WHAT YOU NEED TO DO:
From the records below, pull out every line containing the string "airplane" and copy each one in full.

********************

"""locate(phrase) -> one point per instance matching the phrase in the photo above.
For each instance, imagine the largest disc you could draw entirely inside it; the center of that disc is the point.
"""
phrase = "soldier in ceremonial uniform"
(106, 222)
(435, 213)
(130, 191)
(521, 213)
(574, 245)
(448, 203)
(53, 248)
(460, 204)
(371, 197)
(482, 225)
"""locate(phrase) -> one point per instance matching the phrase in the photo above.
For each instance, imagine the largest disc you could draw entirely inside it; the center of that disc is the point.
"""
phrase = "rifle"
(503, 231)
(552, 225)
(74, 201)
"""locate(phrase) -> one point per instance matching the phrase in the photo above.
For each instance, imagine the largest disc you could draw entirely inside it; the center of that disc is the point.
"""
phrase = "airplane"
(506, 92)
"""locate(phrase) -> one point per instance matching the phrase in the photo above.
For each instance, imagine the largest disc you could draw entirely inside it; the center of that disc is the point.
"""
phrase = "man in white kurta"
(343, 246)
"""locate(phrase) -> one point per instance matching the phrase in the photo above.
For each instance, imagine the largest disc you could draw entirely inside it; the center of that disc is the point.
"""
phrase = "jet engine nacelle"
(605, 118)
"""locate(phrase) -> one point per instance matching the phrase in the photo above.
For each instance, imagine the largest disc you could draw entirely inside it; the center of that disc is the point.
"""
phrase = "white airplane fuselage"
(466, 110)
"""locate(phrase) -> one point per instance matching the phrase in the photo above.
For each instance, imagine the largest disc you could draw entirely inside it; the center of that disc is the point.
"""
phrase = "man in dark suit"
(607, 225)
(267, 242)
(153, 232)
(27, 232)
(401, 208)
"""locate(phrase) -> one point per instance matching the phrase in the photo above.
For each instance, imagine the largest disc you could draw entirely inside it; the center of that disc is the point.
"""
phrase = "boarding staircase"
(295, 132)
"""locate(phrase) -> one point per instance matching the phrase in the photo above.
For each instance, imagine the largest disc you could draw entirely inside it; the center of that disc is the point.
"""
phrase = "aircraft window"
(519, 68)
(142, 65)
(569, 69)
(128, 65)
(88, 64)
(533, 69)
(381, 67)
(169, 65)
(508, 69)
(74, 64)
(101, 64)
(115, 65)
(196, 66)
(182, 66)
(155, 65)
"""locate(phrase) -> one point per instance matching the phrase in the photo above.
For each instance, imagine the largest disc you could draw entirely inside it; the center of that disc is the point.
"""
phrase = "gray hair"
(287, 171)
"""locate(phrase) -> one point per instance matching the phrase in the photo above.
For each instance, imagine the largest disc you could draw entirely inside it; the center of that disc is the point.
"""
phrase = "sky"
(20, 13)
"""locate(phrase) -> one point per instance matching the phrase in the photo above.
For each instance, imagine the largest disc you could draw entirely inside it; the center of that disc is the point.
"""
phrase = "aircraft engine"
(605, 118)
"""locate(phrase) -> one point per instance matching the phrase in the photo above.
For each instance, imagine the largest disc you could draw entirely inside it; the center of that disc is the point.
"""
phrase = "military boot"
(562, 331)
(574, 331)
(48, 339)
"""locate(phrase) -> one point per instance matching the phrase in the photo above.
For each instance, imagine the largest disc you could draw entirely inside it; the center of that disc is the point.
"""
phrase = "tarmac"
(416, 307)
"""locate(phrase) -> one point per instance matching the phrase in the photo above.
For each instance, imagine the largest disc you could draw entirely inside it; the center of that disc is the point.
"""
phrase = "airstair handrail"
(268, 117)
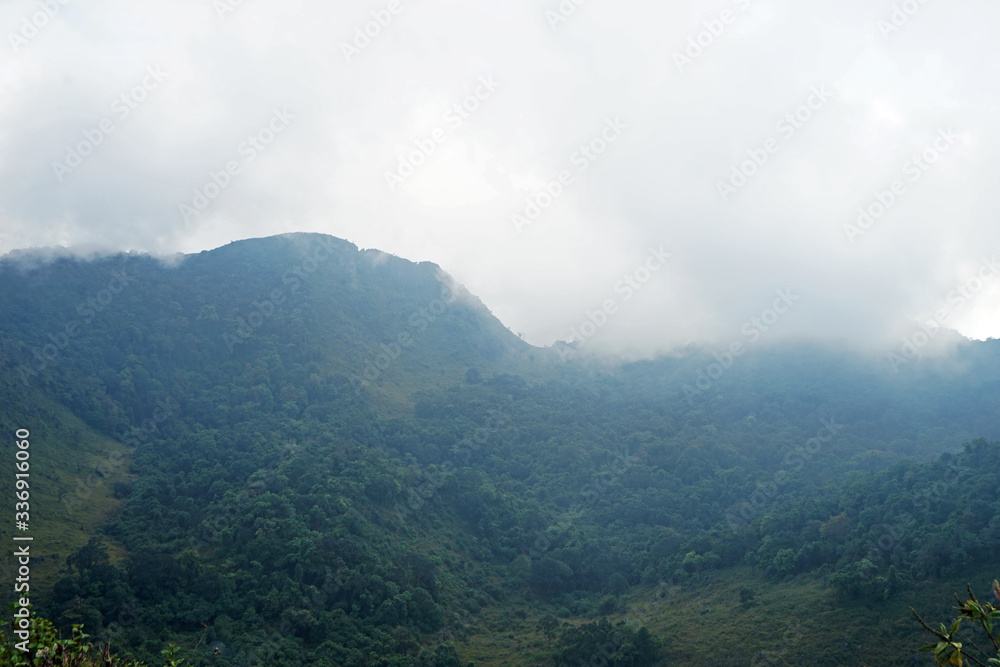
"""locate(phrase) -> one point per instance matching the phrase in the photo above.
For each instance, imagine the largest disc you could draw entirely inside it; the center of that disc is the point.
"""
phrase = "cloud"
(701, 88)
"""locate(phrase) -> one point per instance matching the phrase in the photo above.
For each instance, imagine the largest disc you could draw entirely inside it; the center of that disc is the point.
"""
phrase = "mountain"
(292, 451)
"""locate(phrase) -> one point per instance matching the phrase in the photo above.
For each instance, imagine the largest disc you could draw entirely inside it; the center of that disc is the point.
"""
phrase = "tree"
(949, 650)
(547, 624)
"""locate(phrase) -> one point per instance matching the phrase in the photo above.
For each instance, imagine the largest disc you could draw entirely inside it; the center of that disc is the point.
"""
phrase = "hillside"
(320, 455)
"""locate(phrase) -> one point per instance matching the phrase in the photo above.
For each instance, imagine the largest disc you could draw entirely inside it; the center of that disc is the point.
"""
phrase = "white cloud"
(655, 185)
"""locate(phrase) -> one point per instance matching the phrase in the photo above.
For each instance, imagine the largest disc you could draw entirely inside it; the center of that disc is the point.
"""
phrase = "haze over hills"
(335, 456)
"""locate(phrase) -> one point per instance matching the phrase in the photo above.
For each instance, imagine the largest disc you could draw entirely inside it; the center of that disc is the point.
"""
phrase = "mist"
(792, 172)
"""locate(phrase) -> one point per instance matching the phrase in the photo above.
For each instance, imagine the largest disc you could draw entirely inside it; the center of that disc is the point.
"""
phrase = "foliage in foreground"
(952, 647)
(46, 648)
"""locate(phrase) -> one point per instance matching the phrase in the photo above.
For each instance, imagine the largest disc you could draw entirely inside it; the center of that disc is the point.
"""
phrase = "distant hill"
(293, 451)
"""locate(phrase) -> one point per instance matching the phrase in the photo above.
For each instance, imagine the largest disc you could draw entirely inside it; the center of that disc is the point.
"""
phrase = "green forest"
(289, 451)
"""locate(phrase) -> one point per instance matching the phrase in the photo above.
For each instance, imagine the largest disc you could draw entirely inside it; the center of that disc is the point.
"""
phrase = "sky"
(633, 175)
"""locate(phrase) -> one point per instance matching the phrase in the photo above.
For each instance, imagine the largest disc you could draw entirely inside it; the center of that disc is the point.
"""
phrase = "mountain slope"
(337, 457)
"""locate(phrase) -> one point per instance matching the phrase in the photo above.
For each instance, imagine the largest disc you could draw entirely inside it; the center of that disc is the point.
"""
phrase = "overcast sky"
(114, 115)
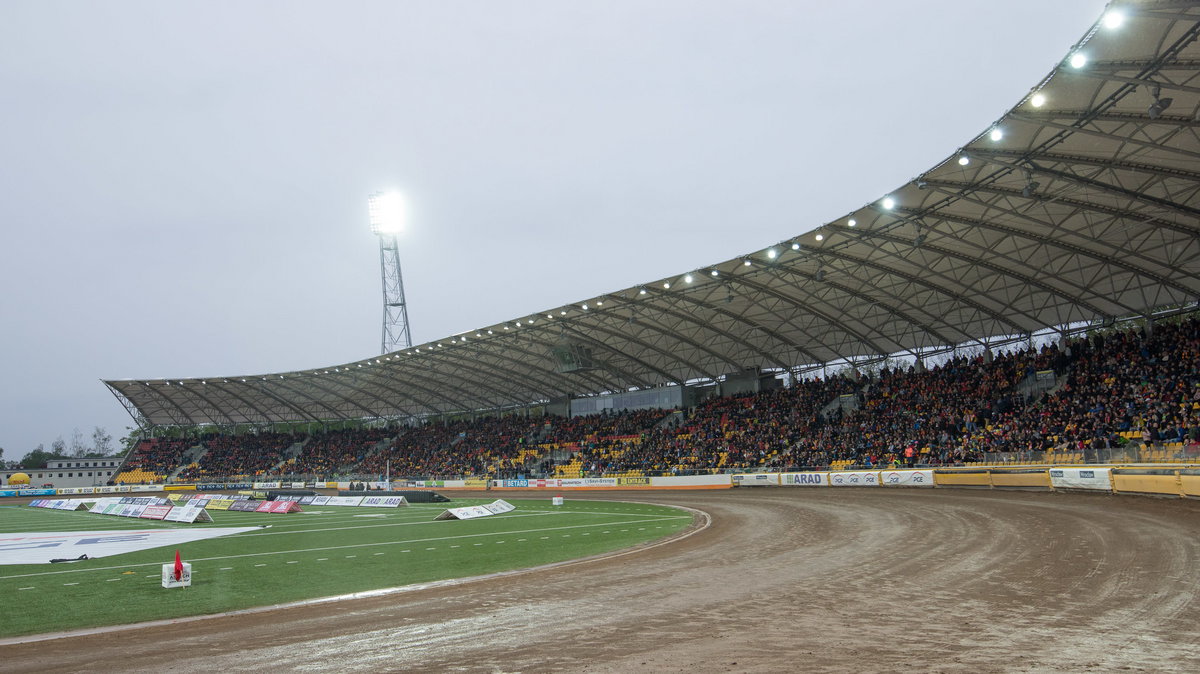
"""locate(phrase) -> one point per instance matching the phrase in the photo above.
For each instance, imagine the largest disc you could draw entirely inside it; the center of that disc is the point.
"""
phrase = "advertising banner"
(155, 512)
(907, 477)
(131, 510)
(756, 480)
(804, 479)
(499, 506)
(855, 479)
(1081, 479)
(42, 547)
(189, 515)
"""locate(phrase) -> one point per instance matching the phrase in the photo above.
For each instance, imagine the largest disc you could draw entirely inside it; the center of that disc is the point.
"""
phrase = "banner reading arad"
(805, 479)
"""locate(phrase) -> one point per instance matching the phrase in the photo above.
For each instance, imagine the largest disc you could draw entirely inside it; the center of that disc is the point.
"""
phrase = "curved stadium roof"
(1085, 206)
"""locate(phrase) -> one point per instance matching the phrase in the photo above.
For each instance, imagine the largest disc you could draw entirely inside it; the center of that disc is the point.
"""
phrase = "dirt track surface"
(783, 581)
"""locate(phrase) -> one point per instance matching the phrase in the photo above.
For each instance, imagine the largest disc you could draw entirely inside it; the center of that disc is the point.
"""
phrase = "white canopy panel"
(1084, 206)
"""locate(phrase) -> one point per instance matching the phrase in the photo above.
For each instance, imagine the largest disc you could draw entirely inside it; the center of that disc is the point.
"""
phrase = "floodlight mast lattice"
(387, 215)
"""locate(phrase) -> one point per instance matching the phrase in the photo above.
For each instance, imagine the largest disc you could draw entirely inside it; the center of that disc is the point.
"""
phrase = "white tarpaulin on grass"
(471, 512)
(43, 546)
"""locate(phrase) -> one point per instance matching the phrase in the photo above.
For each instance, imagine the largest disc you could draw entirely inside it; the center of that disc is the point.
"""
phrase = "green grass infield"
(325, 551)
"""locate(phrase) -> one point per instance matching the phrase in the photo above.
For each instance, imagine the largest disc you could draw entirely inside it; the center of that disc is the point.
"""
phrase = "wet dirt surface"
(783, 579)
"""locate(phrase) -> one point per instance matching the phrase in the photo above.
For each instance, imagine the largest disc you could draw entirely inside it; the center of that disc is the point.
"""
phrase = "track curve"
(783, 579)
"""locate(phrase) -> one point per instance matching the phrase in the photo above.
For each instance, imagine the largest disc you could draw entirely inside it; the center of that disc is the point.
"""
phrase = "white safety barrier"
(906, 477)
(804, 479)
(756, 480)
(855, 479)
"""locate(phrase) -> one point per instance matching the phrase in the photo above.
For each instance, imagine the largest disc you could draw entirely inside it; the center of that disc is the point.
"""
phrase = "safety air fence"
(1162, 480)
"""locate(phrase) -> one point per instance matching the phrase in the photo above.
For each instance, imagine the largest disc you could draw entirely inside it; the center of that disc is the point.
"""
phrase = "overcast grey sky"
(183, 185)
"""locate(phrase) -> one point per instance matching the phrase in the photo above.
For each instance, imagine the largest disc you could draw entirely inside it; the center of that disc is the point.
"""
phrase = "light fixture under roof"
(1159, 104)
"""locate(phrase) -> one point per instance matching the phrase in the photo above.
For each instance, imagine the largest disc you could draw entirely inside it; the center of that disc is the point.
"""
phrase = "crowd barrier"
(1163, 480)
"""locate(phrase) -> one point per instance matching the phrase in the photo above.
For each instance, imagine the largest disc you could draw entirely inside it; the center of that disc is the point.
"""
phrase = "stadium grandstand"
(1032, 298)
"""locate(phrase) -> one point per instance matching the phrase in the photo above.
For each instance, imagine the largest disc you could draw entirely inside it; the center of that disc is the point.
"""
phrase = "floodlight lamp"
(387, 212)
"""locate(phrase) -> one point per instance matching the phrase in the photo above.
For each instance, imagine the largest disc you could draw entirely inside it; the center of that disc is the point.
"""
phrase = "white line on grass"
(331, 548)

********************

REPLY TO THE EXERCISE:
phrase = "airplane"
phrase = "white airplane fuselage"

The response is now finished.